──────── PAGE EXTRACT ────────

There are indications that the effect of “Dutch disease” in Australia is more pronounced than that in Canada.
Dutch disease – coined by The Economist in the 1970s to explain the Dutch manufacturing slump after a natural gas boom – describes the boom in a country’s raw materials at the expense of trade-exposed industries due to a stronger currency.
Bloomberg reports that both Australia and Canada have seen raw materials booms in the last decade, which are unwinding, and the Australian dollar is dropping faster than Canada’s.
The Aussie dollar closed at $US 82.93 cents in New York yesterday, and this represents a decline since June 30 that is nearly twice the rate of the Canadian dollar.
“If you’re looking for evidence of Dutch Disease, the shrinking of manufacturing and other sectors outside of energy and mining, Australia has suffered a lot more than Canada over the last 15 years,” Greg Moore, a senior currency strategist at RBC, told Bloomberg.
Whether Australia is or isn’t affected by Dutch disease has been debated in recent years, especially in terms of the local automotive sector’s collapse.
Dr Janine Dixon, a Senior Research Fellow at the Centre of Policy Studies at Victoria University, wrote last month in The Conversation that there could be positive news, especially in Victoria, for manufacturing.
“As the boom unwinds, the effects of Dutch Disease will also unwind,” wrote Dixon.
“A large fall in the Australian dollar will revive the competitiveness of manufacturing, more than compensating for the loss of the motor vehicle plants.”

────────

■ TASK INSTRUCTIONS
Copy the Dutch disease article word for word, starting at "Dutch disease –" and ending at "faster than Canada’s.".

──────── MATERIAL SUPPLIED ────────

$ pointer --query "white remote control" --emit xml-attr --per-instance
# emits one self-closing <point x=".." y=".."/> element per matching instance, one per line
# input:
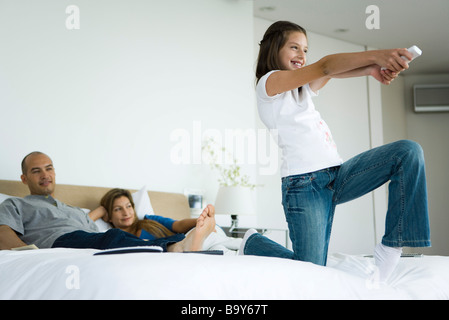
<point x="415" y="51"/>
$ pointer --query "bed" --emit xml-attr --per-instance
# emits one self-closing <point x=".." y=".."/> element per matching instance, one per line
<point x="80" y="274"/>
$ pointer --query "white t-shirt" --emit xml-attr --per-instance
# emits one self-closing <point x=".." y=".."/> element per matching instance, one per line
<point x="303" y="136"/>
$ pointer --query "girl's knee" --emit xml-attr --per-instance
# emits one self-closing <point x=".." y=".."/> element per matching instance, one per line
<point x="412" y="149"/>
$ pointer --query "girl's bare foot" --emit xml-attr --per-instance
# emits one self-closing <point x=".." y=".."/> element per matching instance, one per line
<point x="194" y="240"/>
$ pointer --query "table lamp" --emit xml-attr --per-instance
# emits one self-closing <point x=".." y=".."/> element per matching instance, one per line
<point x="235" y="201"/>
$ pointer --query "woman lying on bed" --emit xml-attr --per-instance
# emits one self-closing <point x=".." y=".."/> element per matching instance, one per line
<point x="120" y="213"/>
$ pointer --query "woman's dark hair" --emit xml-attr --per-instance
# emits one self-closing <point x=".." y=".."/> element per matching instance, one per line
<point x="152" y="227"/>
<point x="274" y="39"/>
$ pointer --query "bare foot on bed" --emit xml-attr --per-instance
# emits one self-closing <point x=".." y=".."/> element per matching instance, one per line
<point x="194" y="240"/>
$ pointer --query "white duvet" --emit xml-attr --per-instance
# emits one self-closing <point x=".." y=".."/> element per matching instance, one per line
<point x="78" y="274"/>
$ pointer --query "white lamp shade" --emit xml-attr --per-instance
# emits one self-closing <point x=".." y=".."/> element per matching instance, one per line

────────

■ SOLUTION FOR THIS EXERCISE
Dutch disease – coined by The Economist in the 1970s to explain the Dutch manufacturing slump after a natural gas boom – describes the boom in a country’s raw materials at the expense of trade-exposed industries due to a stronger currency.
Bloomberg reports that both Australia and Canada have seen raw materials booms in the last decade, which are unwinding, and the Australian dollar is dropping faster than Canada’s.